§ **Trecho da página**:
Tamy, com Ted e Maxx no colo e Paçoca na outra poltrona/Álbum de família

Quando comecei a entrevistar a analista de exportação Tamy Natal, 34 anos, pretendia falar sobre sua decisão de formar uma família não tradicional: ela, seu marido e quatro cachorros, o Ted e a Mel, 10 anos, o Maxx, 9, e o Paçoca, 5. Quatro Lulus da Pomerânia que ocupam o lugar de filhos do casal. Os três meninos moram na casa de Tamy e do marido. Mel mora com a "avó", mãe de Tamy, no mesmo bairro. Típica família contemporânea: Mel é mãe de Maxx e ex-mulher de Ted, enquanto o caçula, Paçoca, foi adotado.

Admito que, no começo da conversa, eu ainda tinha uma certa desconfiança em relação a esses novos formatos de afetos entre humanos e seus filhos-pets. Mas, de maneira delicada e despretensiosa, Tamy me convenceu, levando nossa entrevista para um caminho inesperado ao revelar que a chegada dos cachorros, há dez anos, a tirou de uma depressão profunda. "Eles deram sentido à minha existência quando eu não via sentido nenhum em viver."

§ **Dados fornecidos**:

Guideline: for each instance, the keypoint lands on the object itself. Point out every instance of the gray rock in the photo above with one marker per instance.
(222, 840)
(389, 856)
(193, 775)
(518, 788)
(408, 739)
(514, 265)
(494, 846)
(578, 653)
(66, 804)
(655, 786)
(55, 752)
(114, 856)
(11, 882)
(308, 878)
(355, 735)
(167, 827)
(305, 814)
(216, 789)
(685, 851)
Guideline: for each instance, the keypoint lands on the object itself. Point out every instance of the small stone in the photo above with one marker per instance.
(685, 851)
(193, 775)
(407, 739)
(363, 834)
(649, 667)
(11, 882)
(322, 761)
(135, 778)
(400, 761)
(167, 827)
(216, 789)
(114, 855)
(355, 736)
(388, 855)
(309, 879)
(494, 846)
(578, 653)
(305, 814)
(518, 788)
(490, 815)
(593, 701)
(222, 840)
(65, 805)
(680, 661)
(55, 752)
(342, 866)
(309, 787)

§ **Tarefas a realizar**:
1. Com base no trecho sobre a família de Tamy Natal, responda:
(a) Qual é a profissão de Tamy Natal?
(b) Com quem mora a cadela Mel?
(c) Há quanto tempo os cachorros chegaram à vida de Tamy?
2. Dê prosseguimento ao trecho sobre a família de Tamy Natal a partir do ponto em que ele termina.
As entradas constituem um material independente do trecho.

§ **Respostas em ordem**:
1.
(a) Ela é analista de exportação.
(b) Mel mora com a mãe de Tamy, no mesmo bairro.
(c) Chegaram há dez anos.

2.
Sete das primeiras fotos do seu Instagram são dos seus cães. Isso representa a importância deles na sua vida? Sem dúvida. Oitenta por cento do arquivo de fotos do meu celular são do Maxx, do Ted e do Paçoca. Para mim, eles são como crianças, que a gente fotografa e adora mostrar para a manicure, a depiladora, o colega de trabalho. Algumas mães ficam até ofendidas quando falo isso, mas eles são meus filhos. Algumas pessoas também confundem, acham que não gosto de crianças, mas não é nada disso, gosto muito. Adoro ficar com meus sobrinhos. Eles acham que eu e meu marido somos os tios maluquinhos e descolados.

Na sua geração, além de ter filhos mais tarde, as mulheres muitas vezes abrem mão da maternidade. Por que você acha que isso acontece? Não sei se é uma coisa de geração. As famílias mudaram mesmo, estão menores. A gente vê anúncios de apartamento de 35 metros quadrados e com área para pets no prédio. De uns três anos para cá, eu tenho visto muitas mulheres que não querem ser mães, parece que isso deixou de ser uma obrigação. Mas não sei se é coisa de geração. Eu decidi que não ia ser mãe quando tinha 21 anos de idade, queria focar nos estudos e na minha carreira, então para mim isso sempre foi normal.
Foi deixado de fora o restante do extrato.